— GIVEN TEXT —
JWST sees carbon dioxide in the atmosphere of an exoplanet for the first time

Discovery of CO2 hints at bigger ones to come.

By Phil Plait
Artist’s impression of the exoplanet WASP-39b

Chalk up another first for JWST: Observations of an exoplanet have unambiguously detected the presence of carbon dioxide in its atmosphere, something that has never been done before. This will lead to a better understanding of how exoplanets form, and hints at the ability to detect atmospheric gases in smaller rocky worlds as well [link to paper].

The planet is called WASP-39b, which was discovered in 2011 with the Wide-angle Search for Planets program. This uses what are essentially digital cameras with telephoto lenses to look at large swaths of the sky that contain large numbers of stars, measuring their brightnesses over time. If we happen to see a planet’s orbit edge-on, then once per orbit it passes in front of the star, blocking a little bit of the star’s light. This is called a transit, and is the single most successful method we use to find these alien worlds.

— SET OF TASKS —
[1] According to the JWST article, in what year was WASP-39b discovered?
[2] Rescale the entries from the line with "the green foliage" up to and including the last line of the entries, and give only those lines again, requests included. Multiply every answer coordinate by 0.2 and round to whole numbers, with halves rounded up, and leave the requests and their sample numbers unchanged.

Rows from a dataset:
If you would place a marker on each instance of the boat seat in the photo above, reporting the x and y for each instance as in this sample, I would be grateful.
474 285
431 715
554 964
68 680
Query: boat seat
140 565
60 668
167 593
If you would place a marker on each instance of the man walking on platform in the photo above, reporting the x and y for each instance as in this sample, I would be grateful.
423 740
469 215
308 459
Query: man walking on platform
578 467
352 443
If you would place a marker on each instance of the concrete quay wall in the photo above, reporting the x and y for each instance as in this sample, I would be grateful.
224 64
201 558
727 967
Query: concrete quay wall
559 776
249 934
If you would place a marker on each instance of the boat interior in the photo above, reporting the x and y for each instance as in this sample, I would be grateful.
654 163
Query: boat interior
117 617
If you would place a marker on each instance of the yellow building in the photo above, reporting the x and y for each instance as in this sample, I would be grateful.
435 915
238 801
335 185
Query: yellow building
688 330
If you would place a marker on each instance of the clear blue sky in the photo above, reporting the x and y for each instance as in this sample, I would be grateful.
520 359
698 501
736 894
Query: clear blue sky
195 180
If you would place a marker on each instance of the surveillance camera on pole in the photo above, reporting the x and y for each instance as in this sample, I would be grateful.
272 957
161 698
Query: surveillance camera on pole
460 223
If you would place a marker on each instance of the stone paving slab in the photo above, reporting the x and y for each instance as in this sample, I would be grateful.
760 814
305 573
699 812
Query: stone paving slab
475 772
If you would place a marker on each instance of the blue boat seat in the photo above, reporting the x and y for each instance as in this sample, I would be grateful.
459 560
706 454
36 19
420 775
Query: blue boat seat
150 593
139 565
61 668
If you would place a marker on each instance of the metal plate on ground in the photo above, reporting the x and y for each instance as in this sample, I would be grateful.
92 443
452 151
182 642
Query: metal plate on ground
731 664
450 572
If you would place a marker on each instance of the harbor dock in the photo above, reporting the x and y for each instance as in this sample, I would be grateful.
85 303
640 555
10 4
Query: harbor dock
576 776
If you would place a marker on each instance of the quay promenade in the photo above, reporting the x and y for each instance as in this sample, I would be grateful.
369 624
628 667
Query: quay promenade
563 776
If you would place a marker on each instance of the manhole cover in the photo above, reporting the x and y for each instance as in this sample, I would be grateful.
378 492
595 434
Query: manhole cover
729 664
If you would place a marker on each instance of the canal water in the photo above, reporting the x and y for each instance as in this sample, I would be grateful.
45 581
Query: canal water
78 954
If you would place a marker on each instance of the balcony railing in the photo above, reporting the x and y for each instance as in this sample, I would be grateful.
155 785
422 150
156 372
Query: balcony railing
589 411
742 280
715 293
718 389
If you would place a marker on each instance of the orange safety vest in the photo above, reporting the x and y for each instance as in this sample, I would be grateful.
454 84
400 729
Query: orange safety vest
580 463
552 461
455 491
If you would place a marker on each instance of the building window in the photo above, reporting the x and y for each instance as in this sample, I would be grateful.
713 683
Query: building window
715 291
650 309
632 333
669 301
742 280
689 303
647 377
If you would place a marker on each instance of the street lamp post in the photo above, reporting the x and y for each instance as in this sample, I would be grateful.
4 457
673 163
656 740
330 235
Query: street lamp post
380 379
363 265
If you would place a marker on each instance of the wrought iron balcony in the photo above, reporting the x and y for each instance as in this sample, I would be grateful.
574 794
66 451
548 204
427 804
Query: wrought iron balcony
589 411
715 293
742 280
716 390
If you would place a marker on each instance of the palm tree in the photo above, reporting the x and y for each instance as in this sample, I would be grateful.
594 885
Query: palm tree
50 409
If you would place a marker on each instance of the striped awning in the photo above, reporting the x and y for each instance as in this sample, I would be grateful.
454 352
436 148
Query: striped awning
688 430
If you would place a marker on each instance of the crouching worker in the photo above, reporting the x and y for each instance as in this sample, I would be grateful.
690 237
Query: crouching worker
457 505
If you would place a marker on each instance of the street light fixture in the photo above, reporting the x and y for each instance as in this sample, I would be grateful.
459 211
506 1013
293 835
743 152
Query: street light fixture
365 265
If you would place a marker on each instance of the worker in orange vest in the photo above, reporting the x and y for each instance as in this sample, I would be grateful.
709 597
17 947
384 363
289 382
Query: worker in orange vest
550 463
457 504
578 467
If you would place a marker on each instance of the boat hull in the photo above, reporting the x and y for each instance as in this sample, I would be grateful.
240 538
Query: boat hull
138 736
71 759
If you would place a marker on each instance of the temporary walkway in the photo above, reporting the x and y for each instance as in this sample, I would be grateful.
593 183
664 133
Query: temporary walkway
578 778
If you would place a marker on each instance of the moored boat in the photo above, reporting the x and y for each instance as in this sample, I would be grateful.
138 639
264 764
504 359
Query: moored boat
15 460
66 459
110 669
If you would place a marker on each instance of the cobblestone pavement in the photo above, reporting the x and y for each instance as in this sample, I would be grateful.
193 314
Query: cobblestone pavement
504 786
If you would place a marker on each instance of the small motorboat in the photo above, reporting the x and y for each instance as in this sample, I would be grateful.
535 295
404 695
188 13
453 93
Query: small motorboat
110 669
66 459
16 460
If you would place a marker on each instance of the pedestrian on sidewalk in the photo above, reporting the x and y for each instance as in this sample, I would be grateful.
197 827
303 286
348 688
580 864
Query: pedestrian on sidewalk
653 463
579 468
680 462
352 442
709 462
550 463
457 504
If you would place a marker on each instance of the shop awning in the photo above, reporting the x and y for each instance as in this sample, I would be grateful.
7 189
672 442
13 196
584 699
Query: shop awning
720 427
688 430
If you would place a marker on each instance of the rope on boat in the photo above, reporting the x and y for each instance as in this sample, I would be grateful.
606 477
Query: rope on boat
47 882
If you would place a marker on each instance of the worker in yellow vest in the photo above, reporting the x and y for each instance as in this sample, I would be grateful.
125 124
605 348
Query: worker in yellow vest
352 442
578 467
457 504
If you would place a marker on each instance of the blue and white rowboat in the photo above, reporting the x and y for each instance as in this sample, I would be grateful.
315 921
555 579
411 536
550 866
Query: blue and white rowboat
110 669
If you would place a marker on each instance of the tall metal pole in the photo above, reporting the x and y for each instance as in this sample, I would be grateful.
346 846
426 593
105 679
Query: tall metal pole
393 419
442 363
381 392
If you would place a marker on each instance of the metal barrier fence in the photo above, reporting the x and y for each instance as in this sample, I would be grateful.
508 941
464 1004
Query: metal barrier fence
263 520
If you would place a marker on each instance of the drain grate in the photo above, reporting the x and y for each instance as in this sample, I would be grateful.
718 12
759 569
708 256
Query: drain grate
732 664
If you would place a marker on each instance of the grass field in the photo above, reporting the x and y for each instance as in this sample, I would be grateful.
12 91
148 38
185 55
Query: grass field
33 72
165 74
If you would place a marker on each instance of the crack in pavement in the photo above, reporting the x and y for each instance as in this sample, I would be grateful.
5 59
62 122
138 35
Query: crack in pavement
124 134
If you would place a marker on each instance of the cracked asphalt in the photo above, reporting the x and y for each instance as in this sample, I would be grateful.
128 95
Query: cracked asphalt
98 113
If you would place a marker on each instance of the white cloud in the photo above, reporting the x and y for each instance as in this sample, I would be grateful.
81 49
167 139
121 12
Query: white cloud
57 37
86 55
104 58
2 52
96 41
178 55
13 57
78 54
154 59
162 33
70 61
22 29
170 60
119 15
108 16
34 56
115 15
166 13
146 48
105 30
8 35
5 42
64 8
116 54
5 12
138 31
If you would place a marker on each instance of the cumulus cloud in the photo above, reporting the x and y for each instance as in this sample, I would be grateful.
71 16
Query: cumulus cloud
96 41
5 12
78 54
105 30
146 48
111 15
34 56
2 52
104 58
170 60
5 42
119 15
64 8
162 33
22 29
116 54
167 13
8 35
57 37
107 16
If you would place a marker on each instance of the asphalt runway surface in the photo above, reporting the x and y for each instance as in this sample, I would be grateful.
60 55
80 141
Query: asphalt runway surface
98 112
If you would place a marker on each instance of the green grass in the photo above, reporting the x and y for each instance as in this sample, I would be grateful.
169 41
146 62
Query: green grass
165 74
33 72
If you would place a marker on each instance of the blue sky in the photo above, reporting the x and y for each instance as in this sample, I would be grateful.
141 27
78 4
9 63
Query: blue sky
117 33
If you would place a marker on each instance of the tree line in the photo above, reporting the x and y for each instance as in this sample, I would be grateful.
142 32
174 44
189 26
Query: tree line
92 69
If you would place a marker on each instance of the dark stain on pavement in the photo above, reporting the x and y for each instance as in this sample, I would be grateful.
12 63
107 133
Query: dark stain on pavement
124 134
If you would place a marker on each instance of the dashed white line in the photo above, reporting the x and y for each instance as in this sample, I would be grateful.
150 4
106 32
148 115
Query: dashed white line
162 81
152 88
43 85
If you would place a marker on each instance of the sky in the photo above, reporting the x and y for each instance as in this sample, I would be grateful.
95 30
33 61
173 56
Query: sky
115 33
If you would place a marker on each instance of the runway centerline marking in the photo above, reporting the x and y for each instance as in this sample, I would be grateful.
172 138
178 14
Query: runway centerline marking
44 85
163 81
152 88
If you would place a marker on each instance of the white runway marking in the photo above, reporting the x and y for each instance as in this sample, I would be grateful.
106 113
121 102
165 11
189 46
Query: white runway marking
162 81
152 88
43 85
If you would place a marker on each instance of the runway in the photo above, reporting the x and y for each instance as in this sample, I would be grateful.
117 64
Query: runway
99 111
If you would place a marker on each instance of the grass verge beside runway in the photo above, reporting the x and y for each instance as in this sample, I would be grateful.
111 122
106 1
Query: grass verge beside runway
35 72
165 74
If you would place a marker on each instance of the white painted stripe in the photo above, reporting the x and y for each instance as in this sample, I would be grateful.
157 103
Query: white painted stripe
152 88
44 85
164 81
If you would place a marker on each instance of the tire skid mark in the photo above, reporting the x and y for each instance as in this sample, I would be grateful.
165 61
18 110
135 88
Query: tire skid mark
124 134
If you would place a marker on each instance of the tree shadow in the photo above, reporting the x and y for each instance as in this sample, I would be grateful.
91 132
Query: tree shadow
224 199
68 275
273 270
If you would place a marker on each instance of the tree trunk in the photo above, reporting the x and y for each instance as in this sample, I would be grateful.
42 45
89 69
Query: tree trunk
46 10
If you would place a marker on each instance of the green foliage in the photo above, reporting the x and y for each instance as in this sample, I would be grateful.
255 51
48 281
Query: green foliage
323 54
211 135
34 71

— THE SOLUTIONS —
[1] WASP-39b was discovered in 2011.

[2]
If you would place a marker on each instance of the green foliage in the photo above, reporting the x and y for each instance as in this sample, I would be grateful.
255 51
48 281
Query: green foliage
65 11
42 27
7 14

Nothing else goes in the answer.